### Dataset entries
◆ ◆ ◆

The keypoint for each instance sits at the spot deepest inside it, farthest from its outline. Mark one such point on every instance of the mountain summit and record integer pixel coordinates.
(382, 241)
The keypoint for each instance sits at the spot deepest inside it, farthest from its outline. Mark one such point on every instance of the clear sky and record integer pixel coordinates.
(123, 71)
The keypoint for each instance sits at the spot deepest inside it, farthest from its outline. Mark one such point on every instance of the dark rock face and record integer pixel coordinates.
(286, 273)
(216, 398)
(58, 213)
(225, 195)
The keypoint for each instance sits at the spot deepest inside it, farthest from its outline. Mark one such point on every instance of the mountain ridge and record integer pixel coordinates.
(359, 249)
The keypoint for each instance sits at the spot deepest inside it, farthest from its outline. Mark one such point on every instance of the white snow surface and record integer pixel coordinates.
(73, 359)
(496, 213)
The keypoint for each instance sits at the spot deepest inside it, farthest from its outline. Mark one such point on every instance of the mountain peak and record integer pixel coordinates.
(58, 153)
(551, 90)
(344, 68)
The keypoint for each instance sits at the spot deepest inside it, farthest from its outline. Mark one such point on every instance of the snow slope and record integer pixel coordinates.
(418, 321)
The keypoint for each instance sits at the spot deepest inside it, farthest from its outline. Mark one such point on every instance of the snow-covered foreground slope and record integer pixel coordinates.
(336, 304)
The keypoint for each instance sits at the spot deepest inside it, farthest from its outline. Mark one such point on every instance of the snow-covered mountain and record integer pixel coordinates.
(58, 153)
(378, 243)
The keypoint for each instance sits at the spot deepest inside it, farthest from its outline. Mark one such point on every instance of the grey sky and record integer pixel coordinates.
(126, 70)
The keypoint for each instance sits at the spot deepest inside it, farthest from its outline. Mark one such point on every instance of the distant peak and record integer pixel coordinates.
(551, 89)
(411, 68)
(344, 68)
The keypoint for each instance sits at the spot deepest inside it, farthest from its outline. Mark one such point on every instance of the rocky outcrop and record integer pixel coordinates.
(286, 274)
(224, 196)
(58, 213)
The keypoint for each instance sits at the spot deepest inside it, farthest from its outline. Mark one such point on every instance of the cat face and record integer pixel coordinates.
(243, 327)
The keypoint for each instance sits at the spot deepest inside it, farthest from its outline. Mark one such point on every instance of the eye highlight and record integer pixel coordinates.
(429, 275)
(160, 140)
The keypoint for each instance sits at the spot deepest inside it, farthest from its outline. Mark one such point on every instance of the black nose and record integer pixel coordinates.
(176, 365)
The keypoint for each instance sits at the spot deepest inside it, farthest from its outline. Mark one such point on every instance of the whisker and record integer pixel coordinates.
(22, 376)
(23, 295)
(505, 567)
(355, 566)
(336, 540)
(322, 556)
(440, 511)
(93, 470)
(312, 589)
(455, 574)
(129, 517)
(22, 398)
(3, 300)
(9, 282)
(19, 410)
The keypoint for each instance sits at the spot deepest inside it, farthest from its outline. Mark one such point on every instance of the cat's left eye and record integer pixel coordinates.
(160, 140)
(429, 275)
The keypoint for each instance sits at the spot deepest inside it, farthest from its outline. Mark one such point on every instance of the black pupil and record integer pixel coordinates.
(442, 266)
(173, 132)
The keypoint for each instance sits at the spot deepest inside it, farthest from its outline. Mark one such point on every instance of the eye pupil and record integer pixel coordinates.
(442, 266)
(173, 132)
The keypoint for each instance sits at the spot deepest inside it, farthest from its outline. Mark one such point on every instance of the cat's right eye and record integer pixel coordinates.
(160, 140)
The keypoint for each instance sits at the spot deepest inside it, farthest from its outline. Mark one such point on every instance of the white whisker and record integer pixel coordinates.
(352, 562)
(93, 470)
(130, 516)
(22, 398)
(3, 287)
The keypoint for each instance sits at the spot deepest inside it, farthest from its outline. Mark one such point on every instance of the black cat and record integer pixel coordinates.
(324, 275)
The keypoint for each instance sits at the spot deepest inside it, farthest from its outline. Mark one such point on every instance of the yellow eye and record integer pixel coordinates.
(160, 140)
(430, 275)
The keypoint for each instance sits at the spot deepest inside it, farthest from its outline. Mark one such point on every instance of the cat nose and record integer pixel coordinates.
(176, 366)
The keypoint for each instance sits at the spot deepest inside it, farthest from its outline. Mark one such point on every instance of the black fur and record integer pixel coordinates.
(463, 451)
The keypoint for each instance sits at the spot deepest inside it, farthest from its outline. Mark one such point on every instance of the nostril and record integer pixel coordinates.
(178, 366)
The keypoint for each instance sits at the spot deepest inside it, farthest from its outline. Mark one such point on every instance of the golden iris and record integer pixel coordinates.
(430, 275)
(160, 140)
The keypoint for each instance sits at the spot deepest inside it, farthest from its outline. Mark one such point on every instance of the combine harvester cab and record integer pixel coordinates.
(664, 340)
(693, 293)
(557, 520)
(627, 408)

◆ ◆ ◆

### PROBLEM REQUIREMENTS
Every entry above must be copied exactly.

### EXERCISE OUTPUT
The keypoint for each instance sits at the spot deepest inside it, farthest from its outline. Mark one such point on every instance of the mountain summit and record integer pixel coordinates.
(382, 241)
The keypoint for each instance sits at the spot deepest inside it, farthest from its outline. Mark one such point on every instance of the clear sky and record integer pixel coordinates.
(123, 71)
The keypoint for each instance sits at the spot deepest inside it, farthest from its outline. Mark one such point on every instance of the dark rock face and record integer pixel coordinates.
(286, 273)
(216, 398)
(58, 213)
(225, 195)
The keypoint for each instance sits at the spot deepest inside it, farthest from its outline. Mark one such point on every instance of the mountain ridge and record integer pixel coordinates.
(359, 249)
The keypoint for each instance sits at the spot deepest inside it, farthest from its outline. Mark one such point on every instance of the white snow surface and record integer pixel coordinates.
(73, 359)
(496, 213)
The keypoint for each instance sits at the spot deepest inside it, farthest from its outline. Mark one such point on every instance of the mountain peak and record integer pixel coordinates.
(58, 153)
(551, 90)
(344, 68)
The keypoint for each instance sits at the spot deepest inside it, farthest from its outline. Mark one such point on every instance of the snow slope and record integer pixel coordinates.
(418, 321)
The keypoint for each instance sits at the spot deepest inside it, farthest from its outline. Mark one such point on every instance of the snow-covered foreground slope and record integer pixel coordinates.
(336, 304)
The keypoint for each instance sits at the spot deepest inside it, farthest from its outline. Mark one such point on every instance of the snow-covered mountain and record integer pixel coordinates.
(58, 153)
(378, 243)
The keypoint for each instance sits at the spot deepest inside it, farthest from its outline. Mark one such point on every instance of the grey sky and record integer pixel coordinates.
(126, 70)
The keypoint for each instance sits at the spot deepest inside it, farthest from its outline. Mark one such point on every instance of the distant peak and record integer pixel coordinates.
(551, 89)
(411, 68)
(344, 68)
The keypoint for each instance sits at the spot deepest inside it, farthest from its outline. Mark one such point on every instance of the rocky outcrop and record integer pixel coordinates.
(286, 274)
(224, 196)
(58, 213)
The keypoint for each instance sits at the spot deepest inside it, farthest from its outline. Mark one such point on every instance of the cat face and record integer pixel coordinates.
(243, 327)
The keypoint for each instance sits at the spot deepest inside it, farthest from its outline. Mark one such point on every instance of the eye highlight and record integer pixel coordinates.
(429, 275)
(160, 140)
The keypoint for each instance sits at the spot deepest inside it, farthest from its outline. Mark one such point on every instance of the black nose and record integer pixel coordinates.
(176, 365)
The keypoint for each instance sits at the spot deepest inside it, farthest from its outline. Mark one such point on every instance of the whisker and record integer pixel coordinates.
(22, 376)
(23, 295)
(505, 567)
(355, 566)
(336, 540)
(322, 556)
(440, 511)
(93, 470)
(312, 589)
(455, 574)
(129, 517)
(22, 398)
(3, 300)
(9, 282)
(19, 410)
The keypoint for each instance sits at the spot deepest inside it, farthest from its outline. Mark one such point on every instance of the cat's left eye and record integer pixel coordinates.
(160, 140)
(429, 275)
The keypoint for each instance sits at the spot deepest inside it, farthest from its outline. Mark one such point on every instance of the black pupil and record integer pixel coordinates.
(442, 266)
(173, 132)
The keypoint for each instance sits at the spot deepest inside it, farthest from its outline. Mark one such point on every instance of the eye pupil and record integer pixel coordinates.
(442, 266)
(173, 132)
The keypoint for each instance sits at the spot deepest inside it, farthest from its outline. Mark one such point on every instance of the cat's right eye and record integer pixel coordinates.
(160, 140)
The keypoint for each instance sits at the spot deepest inside it, farthest from its outline. Mark one such point on every instance of the white whisker and record integer pixel coordinates.
(352, 562)
(93, 470)
(130, 516)
(22, 398)
(3, 287)
The keypoint for each instance sits at the spot deepest inside it, farthest from its outline. Mark one such point on every instance of the black cat and record integer pixel coordinates.
(324, 275)
The keypoint for each instance sits at the spot deepest inside it, farthest from its outline. Mark one such point on every instance of the yellow eye and record integer pixel coordinates.
(160, 140)
(430, 275)
The keypoint for each instance sits at the spot deepest inside it, farthest from its outline. Mark one such point on every instance of the cat nose and record integer pixel coordinates.
(176, 366)
The keypoint for each instance sits at the spot deepest inside it, farthest from its outline. Mark one such point on every instance of the black fur and record integer pixel coordinates.
(463, 451)
The keypoint for each instance sits at the spot deepest inside it, farthest from its outline. Mark one such point on every instance of the nostril and record integer pixel coordinates.
(178, 366)
The keypoint for each instance sits at the spot deepest inside it, farthest from its outline. Mark one such point on every instance of the golden iris and record integer pixel coordinates.
(430, 275)
(160, 140)
The keypoint for each instance sits at the spot deepest inside it, farthest from its outline. Mark one such point on every instance of the combine harvester cab and record integer pixel coordinates.
(664, 340)
(693, 293)
(557, 520)
(627, 408)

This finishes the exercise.